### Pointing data
◆ ◆ ◆

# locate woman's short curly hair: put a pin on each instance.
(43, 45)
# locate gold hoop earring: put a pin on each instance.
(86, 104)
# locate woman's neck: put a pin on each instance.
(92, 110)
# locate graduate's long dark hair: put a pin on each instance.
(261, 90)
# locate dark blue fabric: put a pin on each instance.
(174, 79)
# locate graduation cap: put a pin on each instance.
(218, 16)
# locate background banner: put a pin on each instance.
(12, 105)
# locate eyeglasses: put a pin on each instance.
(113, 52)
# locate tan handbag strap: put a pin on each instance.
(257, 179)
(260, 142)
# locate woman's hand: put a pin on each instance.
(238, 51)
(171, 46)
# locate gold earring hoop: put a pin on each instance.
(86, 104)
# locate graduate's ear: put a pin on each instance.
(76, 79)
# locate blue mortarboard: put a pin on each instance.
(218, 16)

◆ ◆ ◆

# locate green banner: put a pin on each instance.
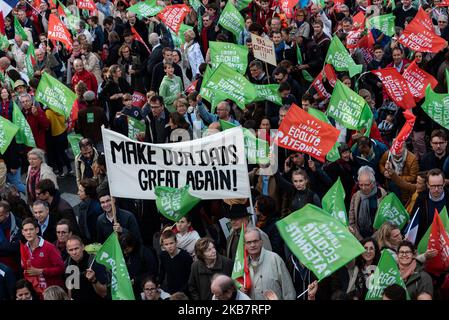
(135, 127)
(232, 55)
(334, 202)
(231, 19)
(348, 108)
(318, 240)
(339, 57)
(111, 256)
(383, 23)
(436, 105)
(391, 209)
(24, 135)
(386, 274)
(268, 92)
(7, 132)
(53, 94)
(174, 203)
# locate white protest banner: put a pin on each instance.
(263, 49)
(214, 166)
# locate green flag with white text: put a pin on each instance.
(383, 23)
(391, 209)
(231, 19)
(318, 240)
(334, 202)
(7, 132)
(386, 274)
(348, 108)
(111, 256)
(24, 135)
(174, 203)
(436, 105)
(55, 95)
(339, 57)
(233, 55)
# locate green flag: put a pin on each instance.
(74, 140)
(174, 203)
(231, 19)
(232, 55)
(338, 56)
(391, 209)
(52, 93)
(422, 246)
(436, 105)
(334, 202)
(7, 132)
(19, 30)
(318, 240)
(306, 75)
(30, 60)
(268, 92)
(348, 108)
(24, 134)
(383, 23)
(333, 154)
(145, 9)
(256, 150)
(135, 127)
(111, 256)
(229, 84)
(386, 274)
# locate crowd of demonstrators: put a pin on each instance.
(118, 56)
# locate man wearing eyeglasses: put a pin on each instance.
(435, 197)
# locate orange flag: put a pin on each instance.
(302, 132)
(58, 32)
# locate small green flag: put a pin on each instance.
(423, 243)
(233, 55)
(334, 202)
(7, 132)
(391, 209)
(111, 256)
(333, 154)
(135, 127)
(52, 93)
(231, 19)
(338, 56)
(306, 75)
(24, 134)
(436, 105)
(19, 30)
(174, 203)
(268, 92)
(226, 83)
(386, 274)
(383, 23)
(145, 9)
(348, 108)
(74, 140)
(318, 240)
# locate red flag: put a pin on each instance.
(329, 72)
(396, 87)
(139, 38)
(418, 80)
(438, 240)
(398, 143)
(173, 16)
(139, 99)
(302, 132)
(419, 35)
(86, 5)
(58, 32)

◆ ◆ ◆

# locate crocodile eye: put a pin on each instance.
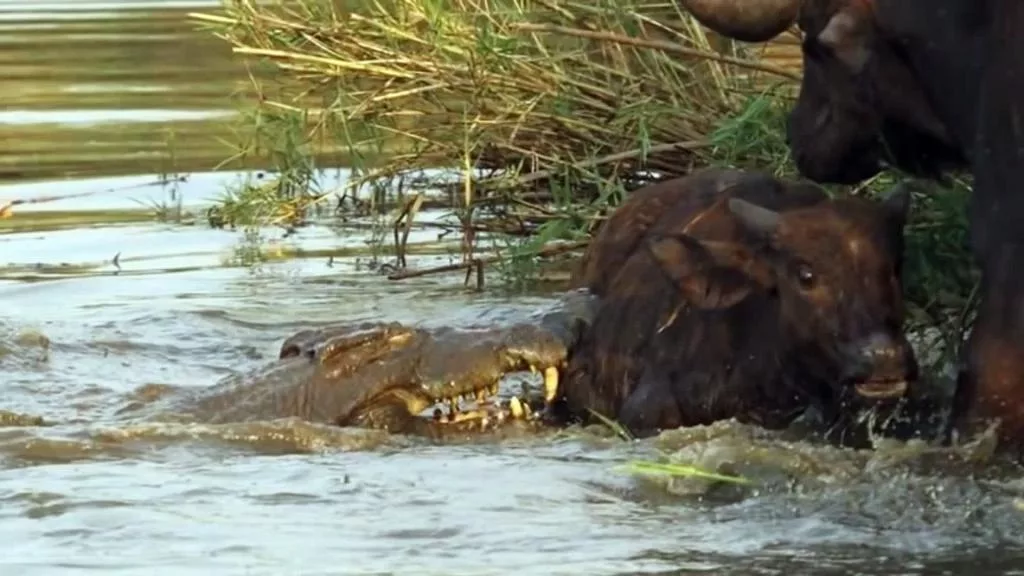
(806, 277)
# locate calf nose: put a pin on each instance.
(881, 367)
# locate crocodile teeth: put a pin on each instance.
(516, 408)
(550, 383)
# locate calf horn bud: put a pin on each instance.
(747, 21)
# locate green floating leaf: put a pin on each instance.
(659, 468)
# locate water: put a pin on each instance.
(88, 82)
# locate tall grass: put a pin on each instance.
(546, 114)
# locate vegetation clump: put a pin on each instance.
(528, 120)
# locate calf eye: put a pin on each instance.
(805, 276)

◆ ◆ ◆

### PROBLEM TO WORK ON
Identify every line in the data above that contains the word "crocodile", and copy each of those lines in full.

### COMPLETE OUTPUT
# locate crocodile eye: put a pin on each instance.
# locate crocodile teeth: put a pin on each instance.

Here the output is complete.